DATASET >>
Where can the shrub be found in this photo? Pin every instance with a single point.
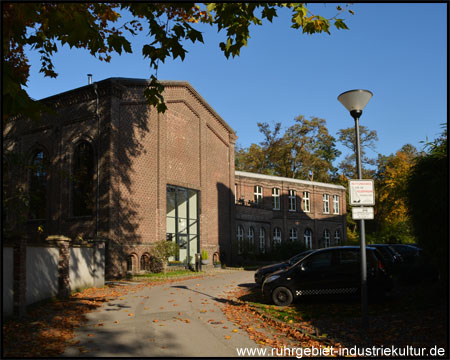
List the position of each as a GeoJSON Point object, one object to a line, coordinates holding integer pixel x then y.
{"type": "Point", "coordinates": [156, 264]}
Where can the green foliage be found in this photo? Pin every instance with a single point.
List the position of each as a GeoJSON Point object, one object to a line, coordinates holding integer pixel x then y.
{"type": "Point", "coordinates": [100, 29]}
{"type": "Point", "coordinates": [305, 151]}
{"type": "Point", "coordinates": [156, 264]}
{"type": "Point", "coordinates": [427, 189]}
{"type": "Point", "coordinates": [368, 139]}
{"type": "Point", "coordinates": [164, 249]}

ABOUT THIS TASK >>
Your answer should consist of the lines from the listing that hold the word "photo".

WRITTEN REPLY >>
Where can the shrub be found in this photo? Pin every instance with a single point.
Where can the green foliage be found in this photo? Pin every instance with a single point.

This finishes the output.